• _What is required_
Find every line in the entries that holds the string "below" and report it.

[Dataset entries]
-- Opening Marker --

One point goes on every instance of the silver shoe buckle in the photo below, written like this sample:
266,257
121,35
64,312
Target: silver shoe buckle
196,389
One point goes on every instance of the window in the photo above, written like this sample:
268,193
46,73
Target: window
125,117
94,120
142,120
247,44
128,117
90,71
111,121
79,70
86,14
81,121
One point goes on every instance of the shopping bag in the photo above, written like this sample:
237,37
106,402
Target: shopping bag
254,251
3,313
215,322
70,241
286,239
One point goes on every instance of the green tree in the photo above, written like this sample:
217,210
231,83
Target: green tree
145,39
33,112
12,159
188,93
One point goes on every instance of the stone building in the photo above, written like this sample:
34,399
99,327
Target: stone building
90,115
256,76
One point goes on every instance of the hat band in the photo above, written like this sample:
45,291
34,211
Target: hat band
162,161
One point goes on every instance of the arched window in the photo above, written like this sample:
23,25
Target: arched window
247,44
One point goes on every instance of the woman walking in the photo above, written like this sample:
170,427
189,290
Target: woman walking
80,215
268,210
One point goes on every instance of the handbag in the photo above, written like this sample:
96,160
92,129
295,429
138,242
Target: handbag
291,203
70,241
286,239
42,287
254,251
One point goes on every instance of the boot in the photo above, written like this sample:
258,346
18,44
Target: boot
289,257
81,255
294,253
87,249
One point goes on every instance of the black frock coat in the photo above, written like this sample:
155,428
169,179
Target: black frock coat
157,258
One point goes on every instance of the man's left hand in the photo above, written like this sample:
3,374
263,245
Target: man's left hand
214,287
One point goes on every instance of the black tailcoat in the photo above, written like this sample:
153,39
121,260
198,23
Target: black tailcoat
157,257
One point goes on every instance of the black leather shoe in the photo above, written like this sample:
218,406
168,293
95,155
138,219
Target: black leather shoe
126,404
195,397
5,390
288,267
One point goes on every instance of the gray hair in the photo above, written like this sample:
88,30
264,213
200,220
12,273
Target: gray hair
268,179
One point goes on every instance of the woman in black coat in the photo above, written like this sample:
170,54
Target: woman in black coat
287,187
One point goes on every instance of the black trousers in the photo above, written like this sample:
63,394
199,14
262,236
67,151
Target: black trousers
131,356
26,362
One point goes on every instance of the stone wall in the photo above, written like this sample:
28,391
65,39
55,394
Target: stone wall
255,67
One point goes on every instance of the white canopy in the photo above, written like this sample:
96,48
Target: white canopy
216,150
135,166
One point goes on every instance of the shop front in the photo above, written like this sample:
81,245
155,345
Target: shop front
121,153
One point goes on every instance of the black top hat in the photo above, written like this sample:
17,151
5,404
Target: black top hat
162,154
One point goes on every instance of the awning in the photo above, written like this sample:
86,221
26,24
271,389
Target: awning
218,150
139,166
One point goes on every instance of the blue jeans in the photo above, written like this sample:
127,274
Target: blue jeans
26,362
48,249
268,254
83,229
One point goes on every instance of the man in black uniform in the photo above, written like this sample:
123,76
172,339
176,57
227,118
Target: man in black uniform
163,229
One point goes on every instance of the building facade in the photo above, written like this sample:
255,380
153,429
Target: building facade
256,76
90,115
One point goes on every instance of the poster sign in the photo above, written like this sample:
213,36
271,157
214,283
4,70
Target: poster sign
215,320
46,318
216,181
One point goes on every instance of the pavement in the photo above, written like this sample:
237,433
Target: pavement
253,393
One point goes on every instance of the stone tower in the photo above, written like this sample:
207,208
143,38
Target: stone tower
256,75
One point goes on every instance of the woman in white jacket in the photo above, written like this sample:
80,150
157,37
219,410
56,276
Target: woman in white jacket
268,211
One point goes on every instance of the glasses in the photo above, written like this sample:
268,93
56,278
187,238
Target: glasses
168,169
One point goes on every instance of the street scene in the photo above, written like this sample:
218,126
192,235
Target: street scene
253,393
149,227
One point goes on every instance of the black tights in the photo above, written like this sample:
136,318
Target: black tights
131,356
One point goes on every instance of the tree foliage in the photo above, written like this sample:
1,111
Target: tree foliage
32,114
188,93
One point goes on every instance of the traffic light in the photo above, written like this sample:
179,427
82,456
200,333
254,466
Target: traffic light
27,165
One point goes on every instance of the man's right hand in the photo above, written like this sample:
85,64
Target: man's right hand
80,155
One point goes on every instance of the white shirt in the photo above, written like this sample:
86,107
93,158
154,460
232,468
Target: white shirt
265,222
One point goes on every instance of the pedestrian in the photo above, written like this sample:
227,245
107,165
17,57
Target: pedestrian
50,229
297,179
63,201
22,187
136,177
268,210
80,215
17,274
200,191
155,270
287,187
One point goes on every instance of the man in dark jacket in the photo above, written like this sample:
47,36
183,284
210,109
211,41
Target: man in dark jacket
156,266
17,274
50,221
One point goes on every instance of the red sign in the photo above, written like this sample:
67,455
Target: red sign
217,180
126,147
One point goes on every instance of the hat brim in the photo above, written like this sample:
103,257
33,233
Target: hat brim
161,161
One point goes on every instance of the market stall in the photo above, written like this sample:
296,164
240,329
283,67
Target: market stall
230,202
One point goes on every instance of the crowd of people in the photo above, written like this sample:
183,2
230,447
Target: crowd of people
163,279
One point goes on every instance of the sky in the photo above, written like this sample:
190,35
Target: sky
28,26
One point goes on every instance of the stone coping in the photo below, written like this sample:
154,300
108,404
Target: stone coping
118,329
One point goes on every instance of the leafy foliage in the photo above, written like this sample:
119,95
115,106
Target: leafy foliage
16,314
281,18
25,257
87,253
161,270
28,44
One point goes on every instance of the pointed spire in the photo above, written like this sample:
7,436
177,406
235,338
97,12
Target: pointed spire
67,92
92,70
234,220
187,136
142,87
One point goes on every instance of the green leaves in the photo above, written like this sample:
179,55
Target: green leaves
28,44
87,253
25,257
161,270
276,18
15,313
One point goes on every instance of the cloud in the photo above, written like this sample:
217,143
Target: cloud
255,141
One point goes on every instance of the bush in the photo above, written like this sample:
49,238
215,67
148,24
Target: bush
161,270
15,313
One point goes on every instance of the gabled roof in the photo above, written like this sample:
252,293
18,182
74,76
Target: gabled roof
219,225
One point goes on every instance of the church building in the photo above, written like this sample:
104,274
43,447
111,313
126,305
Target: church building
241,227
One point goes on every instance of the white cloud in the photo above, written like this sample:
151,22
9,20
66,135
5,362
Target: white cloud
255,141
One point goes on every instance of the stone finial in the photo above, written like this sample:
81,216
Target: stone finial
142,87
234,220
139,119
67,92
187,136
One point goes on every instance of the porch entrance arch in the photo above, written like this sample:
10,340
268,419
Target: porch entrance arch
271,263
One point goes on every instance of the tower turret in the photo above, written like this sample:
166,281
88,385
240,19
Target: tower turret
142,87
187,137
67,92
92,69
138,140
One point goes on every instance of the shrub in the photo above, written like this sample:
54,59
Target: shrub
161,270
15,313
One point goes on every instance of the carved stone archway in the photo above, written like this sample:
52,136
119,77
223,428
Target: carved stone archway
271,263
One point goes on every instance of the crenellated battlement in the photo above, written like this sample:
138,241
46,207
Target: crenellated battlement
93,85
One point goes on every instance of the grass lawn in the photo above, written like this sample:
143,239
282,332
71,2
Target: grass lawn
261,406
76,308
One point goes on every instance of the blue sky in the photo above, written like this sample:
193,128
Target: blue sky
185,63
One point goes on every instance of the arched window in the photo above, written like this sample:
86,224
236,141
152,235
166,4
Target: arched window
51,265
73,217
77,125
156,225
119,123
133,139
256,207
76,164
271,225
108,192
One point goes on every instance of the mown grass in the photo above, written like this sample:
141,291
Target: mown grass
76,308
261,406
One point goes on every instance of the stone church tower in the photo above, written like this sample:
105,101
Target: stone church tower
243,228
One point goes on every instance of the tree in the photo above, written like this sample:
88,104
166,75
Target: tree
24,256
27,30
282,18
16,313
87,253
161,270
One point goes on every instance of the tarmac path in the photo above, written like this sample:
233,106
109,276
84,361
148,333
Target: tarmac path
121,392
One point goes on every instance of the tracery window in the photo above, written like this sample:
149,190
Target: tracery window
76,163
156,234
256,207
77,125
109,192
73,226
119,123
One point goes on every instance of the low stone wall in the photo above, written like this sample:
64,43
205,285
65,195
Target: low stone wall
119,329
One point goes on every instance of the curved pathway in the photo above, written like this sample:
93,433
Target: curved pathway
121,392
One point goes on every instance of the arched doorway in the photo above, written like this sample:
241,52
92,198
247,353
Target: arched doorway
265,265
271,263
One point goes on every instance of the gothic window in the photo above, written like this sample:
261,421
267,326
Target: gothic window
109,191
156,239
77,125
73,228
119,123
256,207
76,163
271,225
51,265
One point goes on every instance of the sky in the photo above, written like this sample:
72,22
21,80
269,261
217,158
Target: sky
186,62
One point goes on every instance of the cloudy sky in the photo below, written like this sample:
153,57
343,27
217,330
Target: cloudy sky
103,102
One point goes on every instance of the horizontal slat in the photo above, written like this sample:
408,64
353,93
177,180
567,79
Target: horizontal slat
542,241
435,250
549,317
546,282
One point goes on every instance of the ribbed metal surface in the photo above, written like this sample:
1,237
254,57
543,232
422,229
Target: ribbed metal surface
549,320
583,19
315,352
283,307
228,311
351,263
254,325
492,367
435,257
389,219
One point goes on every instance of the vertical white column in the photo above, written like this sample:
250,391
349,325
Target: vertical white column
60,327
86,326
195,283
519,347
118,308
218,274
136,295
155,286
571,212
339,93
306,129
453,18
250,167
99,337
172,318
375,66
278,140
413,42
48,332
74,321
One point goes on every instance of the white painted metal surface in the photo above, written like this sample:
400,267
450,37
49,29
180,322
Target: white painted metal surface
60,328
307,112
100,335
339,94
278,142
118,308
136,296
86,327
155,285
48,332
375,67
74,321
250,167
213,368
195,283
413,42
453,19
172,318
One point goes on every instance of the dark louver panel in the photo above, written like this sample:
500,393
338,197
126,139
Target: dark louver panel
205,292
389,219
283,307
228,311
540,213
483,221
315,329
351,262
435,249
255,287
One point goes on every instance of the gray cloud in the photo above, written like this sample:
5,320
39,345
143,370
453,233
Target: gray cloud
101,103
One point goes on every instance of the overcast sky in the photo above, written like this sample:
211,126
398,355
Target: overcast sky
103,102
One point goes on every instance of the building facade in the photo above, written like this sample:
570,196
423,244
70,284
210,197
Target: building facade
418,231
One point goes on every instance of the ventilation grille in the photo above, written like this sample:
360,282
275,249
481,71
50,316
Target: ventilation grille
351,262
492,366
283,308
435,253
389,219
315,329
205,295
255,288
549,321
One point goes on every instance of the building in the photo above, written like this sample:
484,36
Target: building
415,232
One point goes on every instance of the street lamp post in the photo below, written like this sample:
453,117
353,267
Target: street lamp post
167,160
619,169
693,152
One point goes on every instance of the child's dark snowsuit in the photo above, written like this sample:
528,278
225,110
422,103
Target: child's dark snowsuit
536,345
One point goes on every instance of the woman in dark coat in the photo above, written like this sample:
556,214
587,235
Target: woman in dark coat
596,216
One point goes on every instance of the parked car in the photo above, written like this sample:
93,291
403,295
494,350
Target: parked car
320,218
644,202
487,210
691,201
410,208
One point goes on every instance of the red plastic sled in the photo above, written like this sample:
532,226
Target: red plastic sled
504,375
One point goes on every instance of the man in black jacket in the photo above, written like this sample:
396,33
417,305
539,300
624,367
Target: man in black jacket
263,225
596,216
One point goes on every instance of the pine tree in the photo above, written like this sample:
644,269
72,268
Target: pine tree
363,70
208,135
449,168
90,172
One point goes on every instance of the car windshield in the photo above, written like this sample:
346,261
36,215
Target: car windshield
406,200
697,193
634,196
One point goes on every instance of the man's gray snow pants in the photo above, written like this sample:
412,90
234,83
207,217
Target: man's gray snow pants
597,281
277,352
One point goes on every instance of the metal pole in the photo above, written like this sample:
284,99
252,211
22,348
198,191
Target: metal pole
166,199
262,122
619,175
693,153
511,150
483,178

-- Closing Marker --

• _Reply to the task_
One point goes on every instance of the silver shoe buckle in the photo below, written like this sample:
One point goes on every instance of the stone coping in the photo below, written like this sample:
One point goes on every instance of the cloudy sky in the photo below, written like this sample:
One point goes on every instance of the street lamp post in the photo below, written like this sample:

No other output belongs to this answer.